Explore the material =>
[a] From the library post, list every action that the Inscripto system lets users carry out.
[b] Reproduce everything in the library post from "There are many" down to "the Main Library.".

Likewise, with smaller meetings of two or three people perhaps we could occasionally employ the” walking meeting” as recently documented in The Guardian and other places

There are many obvious benefits, including health ones, and in terms of innovation, changing the scene  helps change and challenge old ways of thinking.  It even frees up space in the library and keeps us more in touch with our local communities.

It certainly feels like a good idea to me!

Could this be the next phase of our “Book a Space” Facility?

It’s great to see Jade Brodie’s winning Eureka idea become a reality in the Main Library.

I was interested to discover a slightly similar but a little more complicated project that’s been implemented in Harvard University using an online booking system called Inscripto. The system works using a functionality similar to booking a seat on an aeroplane, choosing a study carrel based on a map of locations throughout the library space. They can choose spaces based on other relevant data such as proximity to their research area by positioning themselves close to particular call numbers.  The software also allows users who may share the space, to communicate with each other to negotiate usage and even to charge loanable items to the study space so they can be easily at hand.

I think the real beauty of this facility is the visibility of the different locations in map form as  currently when rooms are booked there is little information on where they are positioned within various buildings. Selecting rooms and even individual study spaces on a location map could be really useful in terms of navigating buildings and alerting people to spaces they may not even know existed.

You can read more about the project.

Showtime in the Library!

Data extracts =>
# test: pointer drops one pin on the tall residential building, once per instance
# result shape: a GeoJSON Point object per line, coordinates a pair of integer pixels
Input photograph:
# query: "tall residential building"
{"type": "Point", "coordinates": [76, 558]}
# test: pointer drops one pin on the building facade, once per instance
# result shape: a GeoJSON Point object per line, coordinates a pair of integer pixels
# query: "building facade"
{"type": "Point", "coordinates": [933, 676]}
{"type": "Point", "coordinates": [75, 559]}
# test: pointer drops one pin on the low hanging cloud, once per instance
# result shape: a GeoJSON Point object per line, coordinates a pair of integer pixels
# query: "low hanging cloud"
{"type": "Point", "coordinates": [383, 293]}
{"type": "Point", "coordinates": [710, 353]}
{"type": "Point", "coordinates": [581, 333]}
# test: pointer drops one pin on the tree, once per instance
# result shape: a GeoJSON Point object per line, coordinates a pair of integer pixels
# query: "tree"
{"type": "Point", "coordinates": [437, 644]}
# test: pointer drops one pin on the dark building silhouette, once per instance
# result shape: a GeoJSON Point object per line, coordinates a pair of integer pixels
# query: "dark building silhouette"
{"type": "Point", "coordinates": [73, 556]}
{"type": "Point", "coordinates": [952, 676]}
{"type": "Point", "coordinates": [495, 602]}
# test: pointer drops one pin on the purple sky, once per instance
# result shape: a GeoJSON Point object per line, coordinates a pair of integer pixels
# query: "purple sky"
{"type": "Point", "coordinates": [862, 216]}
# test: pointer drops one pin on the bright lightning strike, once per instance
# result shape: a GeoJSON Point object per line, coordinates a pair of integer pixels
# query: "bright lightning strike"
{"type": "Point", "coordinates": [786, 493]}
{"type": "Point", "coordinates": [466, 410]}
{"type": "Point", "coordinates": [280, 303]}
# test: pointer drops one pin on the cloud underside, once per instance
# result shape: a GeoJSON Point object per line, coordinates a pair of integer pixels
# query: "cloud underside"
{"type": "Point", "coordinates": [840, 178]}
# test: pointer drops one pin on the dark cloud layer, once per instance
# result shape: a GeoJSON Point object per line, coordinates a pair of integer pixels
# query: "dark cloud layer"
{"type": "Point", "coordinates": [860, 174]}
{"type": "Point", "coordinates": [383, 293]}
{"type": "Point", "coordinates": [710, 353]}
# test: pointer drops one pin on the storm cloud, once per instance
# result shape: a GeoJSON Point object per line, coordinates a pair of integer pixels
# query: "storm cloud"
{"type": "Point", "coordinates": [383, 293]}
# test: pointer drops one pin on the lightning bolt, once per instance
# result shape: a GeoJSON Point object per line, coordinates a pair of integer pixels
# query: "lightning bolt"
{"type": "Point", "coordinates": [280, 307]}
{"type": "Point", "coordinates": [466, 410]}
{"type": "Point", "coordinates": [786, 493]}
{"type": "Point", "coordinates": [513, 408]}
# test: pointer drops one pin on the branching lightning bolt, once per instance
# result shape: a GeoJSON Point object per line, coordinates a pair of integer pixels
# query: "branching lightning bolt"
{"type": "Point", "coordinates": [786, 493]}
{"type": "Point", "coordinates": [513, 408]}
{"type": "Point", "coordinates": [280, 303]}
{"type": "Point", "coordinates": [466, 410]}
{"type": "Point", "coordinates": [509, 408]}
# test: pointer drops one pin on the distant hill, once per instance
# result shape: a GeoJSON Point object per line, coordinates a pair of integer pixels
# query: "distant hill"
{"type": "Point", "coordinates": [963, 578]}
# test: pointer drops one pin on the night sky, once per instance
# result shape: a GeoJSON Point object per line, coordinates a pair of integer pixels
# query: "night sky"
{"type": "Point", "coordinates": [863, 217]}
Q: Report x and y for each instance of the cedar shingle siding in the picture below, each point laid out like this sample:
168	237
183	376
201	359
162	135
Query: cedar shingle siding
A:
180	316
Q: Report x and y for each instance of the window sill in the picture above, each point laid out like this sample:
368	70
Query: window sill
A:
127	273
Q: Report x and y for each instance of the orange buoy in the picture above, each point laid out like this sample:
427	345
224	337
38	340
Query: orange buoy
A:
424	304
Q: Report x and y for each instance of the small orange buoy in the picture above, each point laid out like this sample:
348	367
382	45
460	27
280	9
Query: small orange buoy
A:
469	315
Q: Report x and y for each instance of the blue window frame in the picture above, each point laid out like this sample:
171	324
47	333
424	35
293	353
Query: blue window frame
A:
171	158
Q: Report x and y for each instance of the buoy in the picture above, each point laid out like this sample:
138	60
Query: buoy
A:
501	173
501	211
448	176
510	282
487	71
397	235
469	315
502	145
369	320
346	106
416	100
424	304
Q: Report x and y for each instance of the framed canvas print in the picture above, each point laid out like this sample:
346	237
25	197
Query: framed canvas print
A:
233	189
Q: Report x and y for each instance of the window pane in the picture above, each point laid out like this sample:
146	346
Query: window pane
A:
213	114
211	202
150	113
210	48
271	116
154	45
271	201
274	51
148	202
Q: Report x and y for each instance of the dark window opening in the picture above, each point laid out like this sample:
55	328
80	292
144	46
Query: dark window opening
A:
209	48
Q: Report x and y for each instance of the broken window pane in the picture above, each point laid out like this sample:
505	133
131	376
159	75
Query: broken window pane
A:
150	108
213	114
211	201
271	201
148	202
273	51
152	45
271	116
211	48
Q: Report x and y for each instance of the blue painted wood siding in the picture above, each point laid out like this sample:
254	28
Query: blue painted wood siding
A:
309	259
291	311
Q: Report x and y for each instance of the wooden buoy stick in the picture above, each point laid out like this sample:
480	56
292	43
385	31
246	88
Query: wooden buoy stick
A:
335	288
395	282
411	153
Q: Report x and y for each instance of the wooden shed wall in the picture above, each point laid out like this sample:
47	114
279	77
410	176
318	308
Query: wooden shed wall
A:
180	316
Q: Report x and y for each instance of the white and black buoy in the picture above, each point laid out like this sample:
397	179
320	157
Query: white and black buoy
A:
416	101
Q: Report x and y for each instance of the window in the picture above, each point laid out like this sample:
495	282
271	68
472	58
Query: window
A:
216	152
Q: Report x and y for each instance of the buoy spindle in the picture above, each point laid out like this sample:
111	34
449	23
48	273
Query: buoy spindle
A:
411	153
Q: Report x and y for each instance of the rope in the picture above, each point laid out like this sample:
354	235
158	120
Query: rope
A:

==

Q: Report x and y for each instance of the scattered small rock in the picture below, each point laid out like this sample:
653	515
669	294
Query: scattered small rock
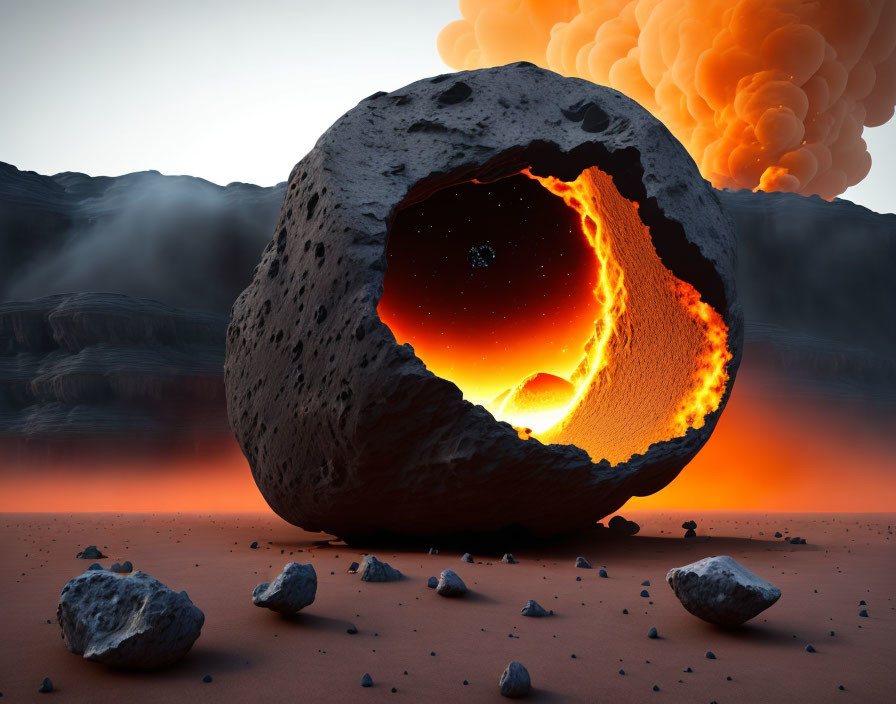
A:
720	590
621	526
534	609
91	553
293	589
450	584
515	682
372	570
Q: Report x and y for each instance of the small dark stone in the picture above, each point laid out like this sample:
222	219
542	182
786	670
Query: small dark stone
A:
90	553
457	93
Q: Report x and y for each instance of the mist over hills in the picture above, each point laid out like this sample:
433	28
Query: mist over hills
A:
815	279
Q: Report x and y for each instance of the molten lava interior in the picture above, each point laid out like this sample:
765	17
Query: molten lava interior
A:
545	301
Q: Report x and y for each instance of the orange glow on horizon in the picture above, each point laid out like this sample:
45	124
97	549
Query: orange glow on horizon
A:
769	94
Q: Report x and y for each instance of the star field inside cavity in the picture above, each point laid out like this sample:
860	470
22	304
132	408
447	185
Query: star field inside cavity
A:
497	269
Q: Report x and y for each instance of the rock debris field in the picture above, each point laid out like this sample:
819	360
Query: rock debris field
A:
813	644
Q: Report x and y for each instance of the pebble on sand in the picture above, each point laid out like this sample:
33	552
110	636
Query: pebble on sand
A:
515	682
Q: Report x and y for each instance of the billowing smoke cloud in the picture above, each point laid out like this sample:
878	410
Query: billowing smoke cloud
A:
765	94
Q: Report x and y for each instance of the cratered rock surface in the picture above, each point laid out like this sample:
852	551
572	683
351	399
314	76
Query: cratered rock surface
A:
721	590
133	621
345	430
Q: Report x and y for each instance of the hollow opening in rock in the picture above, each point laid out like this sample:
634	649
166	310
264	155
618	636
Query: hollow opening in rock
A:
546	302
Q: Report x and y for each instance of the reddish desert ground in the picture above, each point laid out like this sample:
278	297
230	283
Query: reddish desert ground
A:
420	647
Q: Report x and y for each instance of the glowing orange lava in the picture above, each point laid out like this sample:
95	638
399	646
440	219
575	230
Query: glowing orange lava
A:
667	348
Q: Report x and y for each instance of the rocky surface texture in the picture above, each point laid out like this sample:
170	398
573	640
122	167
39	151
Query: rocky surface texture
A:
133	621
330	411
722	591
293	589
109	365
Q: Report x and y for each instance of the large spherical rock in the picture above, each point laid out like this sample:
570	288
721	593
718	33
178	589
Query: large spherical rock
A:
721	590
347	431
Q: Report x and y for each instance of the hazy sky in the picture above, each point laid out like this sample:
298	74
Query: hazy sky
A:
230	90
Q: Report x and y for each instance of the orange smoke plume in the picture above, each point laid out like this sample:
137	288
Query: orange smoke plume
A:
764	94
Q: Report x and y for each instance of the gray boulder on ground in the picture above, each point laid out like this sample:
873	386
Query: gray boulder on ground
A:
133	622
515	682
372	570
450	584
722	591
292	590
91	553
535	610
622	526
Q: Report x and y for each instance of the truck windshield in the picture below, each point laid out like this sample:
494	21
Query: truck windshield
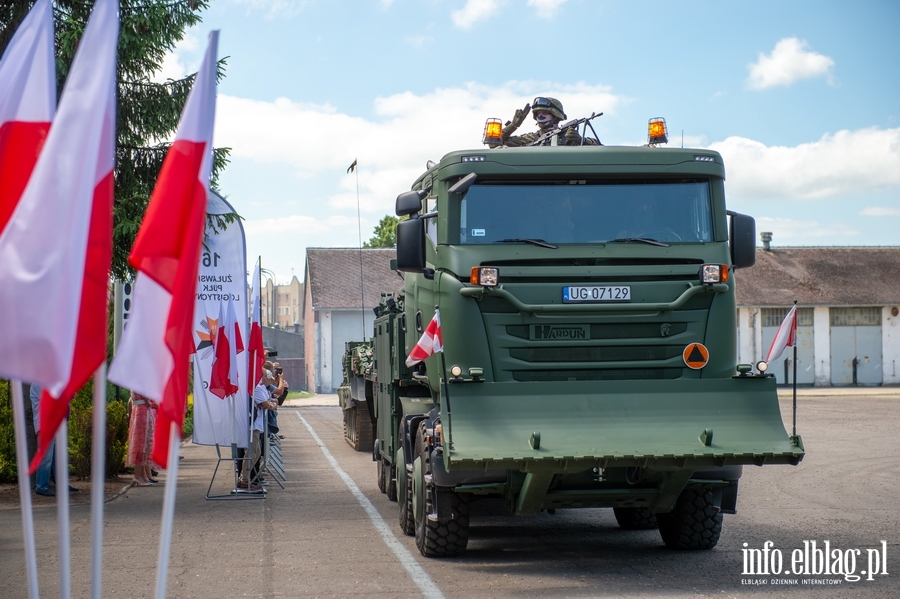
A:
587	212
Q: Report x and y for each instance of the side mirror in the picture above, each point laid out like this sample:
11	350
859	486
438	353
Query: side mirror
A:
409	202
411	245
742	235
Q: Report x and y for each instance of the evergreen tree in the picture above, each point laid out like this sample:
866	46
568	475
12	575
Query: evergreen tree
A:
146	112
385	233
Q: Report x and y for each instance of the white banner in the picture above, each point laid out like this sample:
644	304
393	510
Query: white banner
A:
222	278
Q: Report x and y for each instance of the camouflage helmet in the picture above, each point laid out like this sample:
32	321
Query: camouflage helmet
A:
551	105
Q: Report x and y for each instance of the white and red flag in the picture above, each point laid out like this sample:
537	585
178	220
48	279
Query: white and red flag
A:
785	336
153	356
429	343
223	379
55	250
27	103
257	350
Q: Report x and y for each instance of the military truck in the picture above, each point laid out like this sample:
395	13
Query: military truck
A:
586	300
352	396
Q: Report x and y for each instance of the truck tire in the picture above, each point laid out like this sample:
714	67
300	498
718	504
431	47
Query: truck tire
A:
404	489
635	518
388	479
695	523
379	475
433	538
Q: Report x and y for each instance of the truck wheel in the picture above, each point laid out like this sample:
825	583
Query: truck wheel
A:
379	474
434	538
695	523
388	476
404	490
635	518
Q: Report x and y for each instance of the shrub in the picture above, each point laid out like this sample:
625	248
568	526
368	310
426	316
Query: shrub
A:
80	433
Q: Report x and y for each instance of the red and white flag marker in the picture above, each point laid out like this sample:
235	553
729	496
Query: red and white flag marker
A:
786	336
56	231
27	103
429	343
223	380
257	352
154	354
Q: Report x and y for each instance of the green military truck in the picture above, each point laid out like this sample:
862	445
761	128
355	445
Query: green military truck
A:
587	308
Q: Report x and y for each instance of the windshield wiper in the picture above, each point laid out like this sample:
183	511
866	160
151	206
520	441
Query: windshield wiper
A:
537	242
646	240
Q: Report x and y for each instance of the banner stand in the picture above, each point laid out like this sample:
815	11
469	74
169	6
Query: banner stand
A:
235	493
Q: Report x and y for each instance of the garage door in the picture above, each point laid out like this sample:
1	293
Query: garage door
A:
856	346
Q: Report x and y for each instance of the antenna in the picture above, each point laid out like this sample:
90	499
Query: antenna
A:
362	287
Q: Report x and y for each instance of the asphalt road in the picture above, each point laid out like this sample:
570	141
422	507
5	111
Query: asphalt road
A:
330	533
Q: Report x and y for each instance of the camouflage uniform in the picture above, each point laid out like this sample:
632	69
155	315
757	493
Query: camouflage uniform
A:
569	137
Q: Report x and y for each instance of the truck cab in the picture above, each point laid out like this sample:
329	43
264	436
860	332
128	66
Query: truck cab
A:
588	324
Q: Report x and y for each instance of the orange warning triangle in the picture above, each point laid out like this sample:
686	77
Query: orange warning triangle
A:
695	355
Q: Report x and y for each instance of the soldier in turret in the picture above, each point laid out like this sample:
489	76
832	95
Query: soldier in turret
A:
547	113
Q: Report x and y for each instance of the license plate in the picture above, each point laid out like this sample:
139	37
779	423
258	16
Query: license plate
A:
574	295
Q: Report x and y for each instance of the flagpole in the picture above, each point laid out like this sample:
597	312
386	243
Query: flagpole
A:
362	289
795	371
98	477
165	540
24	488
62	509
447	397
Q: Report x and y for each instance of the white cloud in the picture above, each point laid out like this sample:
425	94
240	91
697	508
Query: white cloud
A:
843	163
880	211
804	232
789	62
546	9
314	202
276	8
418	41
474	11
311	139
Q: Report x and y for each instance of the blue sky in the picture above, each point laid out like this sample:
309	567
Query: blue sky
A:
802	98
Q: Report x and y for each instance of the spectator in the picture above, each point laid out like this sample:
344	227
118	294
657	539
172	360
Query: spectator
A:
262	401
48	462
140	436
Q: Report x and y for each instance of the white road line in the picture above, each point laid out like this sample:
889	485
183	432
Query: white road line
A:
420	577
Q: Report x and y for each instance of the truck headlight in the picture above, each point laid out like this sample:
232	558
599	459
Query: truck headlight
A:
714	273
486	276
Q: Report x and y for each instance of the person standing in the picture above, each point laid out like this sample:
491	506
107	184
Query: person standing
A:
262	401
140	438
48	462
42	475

Expected results =>
[a]
- Choose a study carrel from a map of locations throughout the library space
- Choose spaces based on proximity to their research area by positioning themselves close to particular call numbers
- Communicate with other users who may share the space to negotiate usage
- Charge loanable items to the study space so they are easily at hand

[b]
There are many obvious benefits, including health ones, and in terms of innovation, changing the scene  helps change and challenge old ways of thinking.  It even frees up space in the library and keeps us more in touch with our local communities.

It certainly feels like a good idea to me!

Could this be the next phase of our “Book a Space” Facility?

It’s great to see Jade Brodie’s winning Eureka idea become a reality in the Main Library.